_Aim of the task_
Start at the line containing "segment watermark logo" and transcribe every line exactly through the end of the records below, and only those lines.
----- Data to use -----
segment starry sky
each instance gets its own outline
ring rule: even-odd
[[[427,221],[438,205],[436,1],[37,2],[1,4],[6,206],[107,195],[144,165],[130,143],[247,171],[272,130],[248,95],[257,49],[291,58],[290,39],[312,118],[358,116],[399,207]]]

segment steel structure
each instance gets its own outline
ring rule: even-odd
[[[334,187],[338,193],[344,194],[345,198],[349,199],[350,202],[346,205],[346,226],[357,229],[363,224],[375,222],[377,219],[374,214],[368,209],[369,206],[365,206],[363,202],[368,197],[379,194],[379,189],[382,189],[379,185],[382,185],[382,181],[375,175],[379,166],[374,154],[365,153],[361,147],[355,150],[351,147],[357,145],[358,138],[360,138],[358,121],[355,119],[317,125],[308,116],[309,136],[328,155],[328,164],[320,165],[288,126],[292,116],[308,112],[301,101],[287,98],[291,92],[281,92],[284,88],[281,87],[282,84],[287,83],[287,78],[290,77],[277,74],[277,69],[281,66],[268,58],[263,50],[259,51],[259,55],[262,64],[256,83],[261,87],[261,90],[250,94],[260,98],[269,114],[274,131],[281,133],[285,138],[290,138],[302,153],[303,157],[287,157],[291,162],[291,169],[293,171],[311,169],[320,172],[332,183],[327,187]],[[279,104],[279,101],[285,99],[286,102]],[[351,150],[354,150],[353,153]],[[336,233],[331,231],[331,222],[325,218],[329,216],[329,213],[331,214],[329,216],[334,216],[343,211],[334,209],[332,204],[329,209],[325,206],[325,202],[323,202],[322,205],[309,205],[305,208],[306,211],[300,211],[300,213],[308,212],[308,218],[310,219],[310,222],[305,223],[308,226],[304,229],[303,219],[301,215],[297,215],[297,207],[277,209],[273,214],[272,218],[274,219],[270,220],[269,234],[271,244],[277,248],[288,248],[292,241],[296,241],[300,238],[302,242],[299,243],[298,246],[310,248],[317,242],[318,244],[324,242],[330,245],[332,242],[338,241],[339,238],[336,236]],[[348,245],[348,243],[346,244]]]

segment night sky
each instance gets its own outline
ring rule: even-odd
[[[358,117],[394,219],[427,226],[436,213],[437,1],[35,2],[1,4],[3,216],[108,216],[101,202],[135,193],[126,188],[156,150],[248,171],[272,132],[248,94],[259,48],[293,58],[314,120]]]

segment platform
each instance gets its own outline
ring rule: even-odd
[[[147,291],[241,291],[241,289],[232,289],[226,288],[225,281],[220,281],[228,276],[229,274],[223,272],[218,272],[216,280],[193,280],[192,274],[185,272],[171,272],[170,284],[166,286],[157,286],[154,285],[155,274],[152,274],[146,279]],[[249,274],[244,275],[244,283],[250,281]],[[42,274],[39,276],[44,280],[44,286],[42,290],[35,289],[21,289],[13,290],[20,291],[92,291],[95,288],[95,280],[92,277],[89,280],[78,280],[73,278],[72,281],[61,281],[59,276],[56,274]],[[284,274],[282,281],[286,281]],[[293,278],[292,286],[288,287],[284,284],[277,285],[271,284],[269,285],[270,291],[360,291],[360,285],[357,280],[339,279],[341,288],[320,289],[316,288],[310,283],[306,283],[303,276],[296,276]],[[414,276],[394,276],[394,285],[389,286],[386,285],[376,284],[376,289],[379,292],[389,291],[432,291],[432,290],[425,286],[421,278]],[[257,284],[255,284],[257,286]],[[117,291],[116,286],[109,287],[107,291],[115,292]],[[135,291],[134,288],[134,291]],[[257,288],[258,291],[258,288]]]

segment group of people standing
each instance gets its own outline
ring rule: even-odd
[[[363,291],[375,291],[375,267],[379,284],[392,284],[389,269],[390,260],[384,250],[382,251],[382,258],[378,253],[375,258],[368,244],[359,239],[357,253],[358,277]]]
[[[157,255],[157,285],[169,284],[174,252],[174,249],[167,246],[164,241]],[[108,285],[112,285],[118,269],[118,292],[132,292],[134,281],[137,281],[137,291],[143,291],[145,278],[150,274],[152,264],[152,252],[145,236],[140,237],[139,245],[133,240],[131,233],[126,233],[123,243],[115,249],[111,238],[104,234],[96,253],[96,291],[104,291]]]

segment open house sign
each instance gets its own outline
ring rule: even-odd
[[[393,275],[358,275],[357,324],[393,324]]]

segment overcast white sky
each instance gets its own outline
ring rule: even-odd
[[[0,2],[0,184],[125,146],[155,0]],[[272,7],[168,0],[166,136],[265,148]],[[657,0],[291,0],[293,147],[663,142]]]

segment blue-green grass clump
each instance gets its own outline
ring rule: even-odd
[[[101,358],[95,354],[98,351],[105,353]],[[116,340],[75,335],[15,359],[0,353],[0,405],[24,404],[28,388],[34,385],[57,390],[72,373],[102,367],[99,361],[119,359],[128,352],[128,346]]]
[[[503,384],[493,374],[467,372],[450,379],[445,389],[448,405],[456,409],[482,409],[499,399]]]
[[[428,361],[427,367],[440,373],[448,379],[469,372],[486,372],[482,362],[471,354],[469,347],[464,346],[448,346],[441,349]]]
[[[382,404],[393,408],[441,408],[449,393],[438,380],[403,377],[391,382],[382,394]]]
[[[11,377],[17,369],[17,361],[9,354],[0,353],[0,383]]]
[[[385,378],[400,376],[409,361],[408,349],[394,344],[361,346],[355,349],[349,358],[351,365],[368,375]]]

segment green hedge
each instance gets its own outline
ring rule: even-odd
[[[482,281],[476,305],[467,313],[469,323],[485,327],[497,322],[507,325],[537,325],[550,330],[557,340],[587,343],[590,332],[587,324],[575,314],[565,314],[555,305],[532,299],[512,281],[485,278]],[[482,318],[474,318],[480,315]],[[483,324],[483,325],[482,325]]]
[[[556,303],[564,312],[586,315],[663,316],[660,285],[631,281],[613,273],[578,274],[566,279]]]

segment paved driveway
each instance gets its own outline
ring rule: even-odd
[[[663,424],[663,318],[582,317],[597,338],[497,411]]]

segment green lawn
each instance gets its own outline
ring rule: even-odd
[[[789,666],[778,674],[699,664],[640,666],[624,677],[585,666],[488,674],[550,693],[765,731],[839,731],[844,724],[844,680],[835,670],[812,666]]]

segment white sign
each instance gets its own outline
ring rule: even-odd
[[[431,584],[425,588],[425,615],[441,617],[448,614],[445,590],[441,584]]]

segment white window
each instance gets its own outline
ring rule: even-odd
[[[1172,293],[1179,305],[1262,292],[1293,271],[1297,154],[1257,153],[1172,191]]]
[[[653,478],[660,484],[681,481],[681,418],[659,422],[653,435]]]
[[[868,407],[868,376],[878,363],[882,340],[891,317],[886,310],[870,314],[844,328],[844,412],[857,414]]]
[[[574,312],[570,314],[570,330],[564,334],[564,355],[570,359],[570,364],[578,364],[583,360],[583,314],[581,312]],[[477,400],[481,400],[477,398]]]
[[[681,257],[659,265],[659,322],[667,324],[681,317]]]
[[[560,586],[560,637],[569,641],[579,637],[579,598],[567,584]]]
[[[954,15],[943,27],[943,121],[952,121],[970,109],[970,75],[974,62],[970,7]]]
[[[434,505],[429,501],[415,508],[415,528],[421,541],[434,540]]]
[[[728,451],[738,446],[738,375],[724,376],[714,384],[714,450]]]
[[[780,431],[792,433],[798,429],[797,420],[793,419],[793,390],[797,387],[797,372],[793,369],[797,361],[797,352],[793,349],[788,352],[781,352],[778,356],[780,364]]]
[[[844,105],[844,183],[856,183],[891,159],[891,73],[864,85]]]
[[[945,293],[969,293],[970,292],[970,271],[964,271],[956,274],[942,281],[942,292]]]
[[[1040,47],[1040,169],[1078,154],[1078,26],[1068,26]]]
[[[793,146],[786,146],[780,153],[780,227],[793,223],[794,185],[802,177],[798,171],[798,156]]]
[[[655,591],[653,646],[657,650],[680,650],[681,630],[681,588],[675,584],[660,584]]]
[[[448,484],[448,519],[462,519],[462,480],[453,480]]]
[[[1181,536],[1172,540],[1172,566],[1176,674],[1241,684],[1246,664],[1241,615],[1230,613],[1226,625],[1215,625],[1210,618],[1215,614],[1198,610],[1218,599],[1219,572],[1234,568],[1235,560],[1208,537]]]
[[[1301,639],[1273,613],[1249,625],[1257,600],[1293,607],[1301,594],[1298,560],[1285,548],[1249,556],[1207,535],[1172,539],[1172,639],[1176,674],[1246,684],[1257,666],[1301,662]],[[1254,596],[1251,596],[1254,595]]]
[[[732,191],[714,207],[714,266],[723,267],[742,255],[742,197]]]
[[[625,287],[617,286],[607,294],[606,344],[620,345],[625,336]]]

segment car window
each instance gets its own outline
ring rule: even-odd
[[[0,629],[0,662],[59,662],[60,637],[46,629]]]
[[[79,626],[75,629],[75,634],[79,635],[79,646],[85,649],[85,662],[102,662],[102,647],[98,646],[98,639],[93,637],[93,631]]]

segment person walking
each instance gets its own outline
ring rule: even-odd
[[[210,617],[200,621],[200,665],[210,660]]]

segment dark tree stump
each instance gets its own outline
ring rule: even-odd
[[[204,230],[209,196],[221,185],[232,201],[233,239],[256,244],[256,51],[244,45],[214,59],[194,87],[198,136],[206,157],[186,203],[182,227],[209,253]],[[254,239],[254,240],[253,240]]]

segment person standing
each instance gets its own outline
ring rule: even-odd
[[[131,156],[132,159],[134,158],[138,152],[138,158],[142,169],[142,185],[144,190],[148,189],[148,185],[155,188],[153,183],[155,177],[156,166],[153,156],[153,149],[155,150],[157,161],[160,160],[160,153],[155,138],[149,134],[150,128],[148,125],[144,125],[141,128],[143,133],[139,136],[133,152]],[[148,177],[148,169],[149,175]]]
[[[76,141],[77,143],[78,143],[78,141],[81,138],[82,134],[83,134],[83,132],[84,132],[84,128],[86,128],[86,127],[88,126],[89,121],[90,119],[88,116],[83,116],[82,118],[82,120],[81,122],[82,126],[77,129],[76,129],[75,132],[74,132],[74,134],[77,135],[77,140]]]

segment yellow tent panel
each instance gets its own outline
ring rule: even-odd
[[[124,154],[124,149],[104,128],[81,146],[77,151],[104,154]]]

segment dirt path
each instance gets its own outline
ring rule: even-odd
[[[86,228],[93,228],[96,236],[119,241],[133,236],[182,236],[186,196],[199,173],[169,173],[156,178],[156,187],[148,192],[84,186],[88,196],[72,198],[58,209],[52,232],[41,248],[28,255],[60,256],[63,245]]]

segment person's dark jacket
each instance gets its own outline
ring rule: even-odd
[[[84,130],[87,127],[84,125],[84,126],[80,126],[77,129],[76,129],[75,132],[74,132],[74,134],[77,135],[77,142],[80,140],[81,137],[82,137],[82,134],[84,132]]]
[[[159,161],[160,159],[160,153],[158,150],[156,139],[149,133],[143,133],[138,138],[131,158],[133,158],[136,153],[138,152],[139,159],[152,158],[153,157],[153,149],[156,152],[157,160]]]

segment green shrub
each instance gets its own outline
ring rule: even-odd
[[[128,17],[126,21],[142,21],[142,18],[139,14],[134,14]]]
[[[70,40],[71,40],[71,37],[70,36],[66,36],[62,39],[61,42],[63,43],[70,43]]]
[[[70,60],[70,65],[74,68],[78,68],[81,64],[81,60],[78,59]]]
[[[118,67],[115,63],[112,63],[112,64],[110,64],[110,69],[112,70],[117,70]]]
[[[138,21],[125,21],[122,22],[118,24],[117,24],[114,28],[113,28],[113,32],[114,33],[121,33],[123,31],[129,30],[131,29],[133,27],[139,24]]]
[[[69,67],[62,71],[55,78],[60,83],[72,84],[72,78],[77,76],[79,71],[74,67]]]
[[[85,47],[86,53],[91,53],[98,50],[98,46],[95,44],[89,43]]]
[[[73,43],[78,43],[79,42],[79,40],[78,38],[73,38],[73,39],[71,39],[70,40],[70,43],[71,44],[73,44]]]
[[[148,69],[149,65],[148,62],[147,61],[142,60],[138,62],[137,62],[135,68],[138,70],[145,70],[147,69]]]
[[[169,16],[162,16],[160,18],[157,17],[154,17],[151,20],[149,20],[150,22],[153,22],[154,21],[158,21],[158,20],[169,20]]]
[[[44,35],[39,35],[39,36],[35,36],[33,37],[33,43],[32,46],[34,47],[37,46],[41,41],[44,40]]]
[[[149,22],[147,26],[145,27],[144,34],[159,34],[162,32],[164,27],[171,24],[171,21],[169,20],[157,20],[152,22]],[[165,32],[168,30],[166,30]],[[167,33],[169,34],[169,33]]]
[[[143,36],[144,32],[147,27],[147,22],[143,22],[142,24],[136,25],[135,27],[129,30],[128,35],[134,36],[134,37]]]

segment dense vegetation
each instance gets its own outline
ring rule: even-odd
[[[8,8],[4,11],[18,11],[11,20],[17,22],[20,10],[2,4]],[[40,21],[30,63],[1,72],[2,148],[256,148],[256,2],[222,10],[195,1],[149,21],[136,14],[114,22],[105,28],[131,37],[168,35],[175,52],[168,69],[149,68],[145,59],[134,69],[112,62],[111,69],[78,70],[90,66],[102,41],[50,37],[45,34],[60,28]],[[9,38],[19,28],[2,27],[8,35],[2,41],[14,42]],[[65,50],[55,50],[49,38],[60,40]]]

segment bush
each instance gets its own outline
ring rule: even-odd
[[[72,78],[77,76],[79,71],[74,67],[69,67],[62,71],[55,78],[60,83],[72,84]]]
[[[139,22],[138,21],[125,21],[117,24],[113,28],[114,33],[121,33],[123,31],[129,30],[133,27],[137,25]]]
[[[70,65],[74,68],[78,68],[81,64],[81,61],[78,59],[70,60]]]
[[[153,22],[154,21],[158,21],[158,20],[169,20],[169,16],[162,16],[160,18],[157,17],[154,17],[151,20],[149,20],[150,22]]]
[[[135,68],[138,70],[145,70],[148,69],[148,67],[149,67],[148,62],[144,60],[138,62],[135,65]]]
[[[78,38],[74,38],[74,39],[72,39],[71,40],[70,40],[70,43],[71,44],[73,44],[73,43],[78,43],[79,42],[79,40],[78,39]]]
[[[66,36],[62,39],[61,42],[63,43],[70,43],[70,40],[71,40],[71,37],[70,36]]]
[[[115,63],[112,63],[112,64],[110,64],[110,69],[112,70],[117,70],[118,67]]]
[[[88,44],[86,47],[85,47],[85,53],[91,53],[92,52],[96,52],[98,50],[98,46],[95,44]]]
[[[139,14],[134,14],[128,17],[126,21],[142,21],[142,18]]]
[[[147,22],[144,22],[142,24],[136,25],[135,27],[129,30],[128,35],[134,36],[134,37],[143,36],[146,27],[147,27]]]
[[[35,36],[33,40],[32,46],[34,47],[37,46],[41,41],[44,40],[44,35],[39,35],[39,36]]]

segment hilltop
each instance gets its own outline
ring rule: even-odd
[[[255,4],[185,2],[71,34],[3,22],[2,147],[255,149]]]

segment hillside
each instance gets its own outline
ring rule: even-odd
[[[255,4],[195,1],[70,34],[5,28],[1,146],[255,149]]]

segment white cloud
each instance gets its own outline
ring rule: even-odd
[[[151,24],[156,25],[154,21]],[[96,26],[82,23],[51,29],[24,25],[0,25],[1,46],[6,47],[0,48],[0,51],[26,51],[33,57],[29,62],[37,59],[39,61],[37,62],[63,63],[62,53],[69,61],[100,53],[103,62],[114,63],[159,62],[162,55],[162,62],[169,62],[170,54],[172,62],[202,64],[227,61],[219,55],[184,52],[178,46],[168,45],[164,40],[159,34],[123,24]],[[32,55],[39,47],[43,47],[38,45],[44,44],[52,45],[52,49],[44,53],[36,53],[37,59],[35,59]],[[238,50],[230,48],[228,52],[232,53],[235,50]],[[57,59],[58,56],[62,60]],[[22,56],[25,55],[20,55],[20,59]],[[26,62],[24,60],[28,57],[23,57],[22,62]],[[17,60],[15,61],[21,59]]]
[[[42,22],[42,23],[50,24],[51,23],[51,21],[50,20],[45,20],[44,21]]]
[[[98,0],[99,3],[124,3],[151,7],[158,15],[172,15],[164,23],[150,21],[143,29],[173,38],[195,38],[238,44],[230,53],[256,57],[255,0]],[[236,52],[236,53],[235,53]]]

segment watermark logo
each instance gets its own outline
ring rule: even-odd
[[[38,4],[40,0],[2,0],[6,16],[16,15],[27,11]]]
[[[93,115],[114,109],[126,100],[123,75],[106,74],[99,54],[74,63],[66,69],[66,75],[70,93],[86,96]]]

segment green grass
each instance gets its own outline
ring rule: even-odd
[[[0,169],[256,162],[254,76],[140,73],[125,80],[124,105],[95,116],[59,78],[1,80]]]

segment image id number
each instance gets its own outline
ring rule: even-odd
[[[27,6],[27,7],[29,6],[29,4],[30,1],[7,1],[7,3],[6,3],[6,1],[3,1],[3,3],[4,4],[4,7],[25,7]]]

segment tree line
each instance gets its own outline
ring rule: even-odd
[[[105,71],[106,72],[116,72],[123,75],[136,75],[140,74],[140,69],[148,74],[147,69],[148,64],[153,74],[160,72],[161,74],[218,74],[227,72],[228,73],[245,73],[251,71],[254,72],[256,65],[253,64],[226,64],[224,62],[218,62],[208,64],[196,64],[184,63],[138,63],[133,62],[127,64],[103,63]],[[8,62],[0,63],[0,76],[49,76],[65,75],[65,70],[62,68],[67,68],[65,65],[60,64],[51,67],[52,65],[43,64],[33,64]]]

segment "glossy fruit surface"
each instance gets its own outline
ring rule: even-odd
-----
_Solution to this task_
segment watermark logo
each instance gets its own outline
ring rule: even-odd
[[[38,4],[40,0],[2,0],[6,16],[16,15],[27,11]]]
[[[93,115],[114,109],[126,100],[123,75],[106,74],[99,54],[74,63],[66,69],[66,75],[70,93],[86,96]]]

segment green grass
each instance gets its own outline
ring rule: even-odd
[[[0,169],[256,162],[254,76],[140,73],[125,80],[124,105],[95,116],[59,78],[1,80]]]

segment image id number
each instance gets its own outline
ring rule: even-odd
[[[27,6],[27,7],[29,6],[29,4],[30,1],[7,1],[7,3],[6,3],[6,1],[3,1],[3,3],[4,4],[4,7],[25,7]]]

segment tree line
each instance gets its own outline
ring rule: even-odd
[[[105,71],[106,72],[116,72],[123,75],[136,75],[140,74],[140,69],[148,74],[147,69],[148,64],[153,74],[160,72],[161,74],[218,74],[227,72],[228,73],[245,73],[251,71],[254,72],[256,65],[253,64],[226,64],[224,62],[218,62],[208,64],[196,64],[184,63],[138,63],[133,62],[127,64],[103,63]],[[8,62],[0,63],[0,76],[49,76],[65,75],[65,70],[62,68],[67,68],[65,65],[60,64],[51,67],[52,65],[43,64],[33,64]]]

segment "glossy fruit surface"
each instance gets its own outline
ring rule: even-odd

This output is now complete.